**AUSGANGSTEXT:**
Ich wünsche Ihnen Kraft, Ihre eigene innere Mitte zu finden und dass Ihnen mein Buch auf Ihrem Weg hilft.

Ihre

Im Sommer 2019

Deutschlands größter

Pflegedienst:

Die Angehörigen

Wenn ich abends nach einem langen Tag am Schreibtisch in meiner Sofaecke kauere, weil ich Rückenschmerzen habe und meine Schulter schmerzt, bin ich in meiner Mobilität eingeschränkt. Ich kann vor Müdigkeit und Kreislaufproblemen nicht für eine ausreichende Nahrungs- und Flüssigkeitszufuhr sorgen und vergesse auch noch einen wichtigen Abendtermin: Ich bin in diesem Moment eigentlich »pflegebedürftig«.

Mit diesem Begriff assoziiert man als Erstes den Verlust von Selbstbestimmung, nachlassende kognitive und körperliche Leistungsfähigkeit und das Angewiesensein auf »fremde« Hilfe.

Mein Mann ist nicht fremd, er weiß, was ich brauche und kümmert sich um mich. Er bringt mir eine große Tasse Tee, ein Käsebrot, verschiebt den Termin und spricht mit mir über den Alltag. Er hilft mir in diesem Moment bei der Versorgung. Also wäre er ein pflegender Angehöriger. Falsch.

[Gespeicherte Einträge aus einer Sammlung]
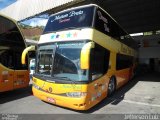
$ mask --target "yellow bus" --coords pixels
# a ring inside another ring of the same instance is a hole
[[[33,95],[88,110],[131,79],[135,48],[132,38],[97,5],[58,12],[50,16],[36,47]]]
[[[0,15],[0,92],[29,85],[28,64],[21,64],[25,47],[17,22]]]

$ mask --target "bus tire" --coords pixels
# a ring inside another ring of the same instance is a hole
[[[116,90],[116,78],[112,76],[108,84],[108,96],[111,96]]]

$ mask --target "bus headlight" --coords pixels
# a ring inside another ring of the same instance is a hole
[[[79,97],[84,97],[87,95],[86,92],[68,92],[66,93],[67,97],[75,97],[75,98],[79,98]]]

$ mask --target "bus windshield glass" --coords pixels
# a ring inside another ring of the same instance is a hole
[[[43,34],[69,28],[91,27],[94,7],[77,8],[51,16]]]
[[[80,69],[80,53],[85,42],[57,42],[38,48],[37,74],[58,80],[87,81],[88,70]]]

**IHRE AUFGABEN:**
a. Nennen Sie alle körperlichen Beschwerden, die der Text über pflegende Angehörige für den Abend nach einem langen Tag am Schreibtisch aufführt.
b. Führen Sie den Text über pflegende Angehörige im selben Ton nach seinem letzten Satz weiter.
Die Zeilen stehen in keinem Zusammenhang mit dem Text über pflegende Angehörige.

**LÖSUNGEN:**
a. Rückenschmerzen, Schmerzen in der Schulter, Müdigkeit, Kreislaufprobleme

b.
Wer »pflegebedürftig« und wer »pflegender Angehöriger« ist, regelt das Gesetz – genauer das Sozialgesetzbuch (SGB XI) – und nicht eine wiederkehrende momentane Befindlichkeit bzw. die Hilfsbereitschaft eines Familienmitglieds.

Zur Feststellung einer Pflegebedürftigkeit werden bei der Begutachtung durch den MDK – Medizinischer Dienst der Krankenkassen – sechs maßgebliche Module berücksichtigt, die die Selbstständigkeit bzw. die Fähigkeit betrachten, die für die Bewältigung des täglichen Lebens wesentlich sind. Erst dann kann eine Einstufung in einen der derzeit fünf Pflegegraden möglich gemacht werden. Das Ganze folgt einem nicht unkomplizierten Punktesystem. Detaillierte Infos dazu in den hinten genannten Internetquellen, bevorzugt auf den Seiten der Krankenkassen, die auch eine Vorbereitungs-Checkliste zur Einstufung bereithalten.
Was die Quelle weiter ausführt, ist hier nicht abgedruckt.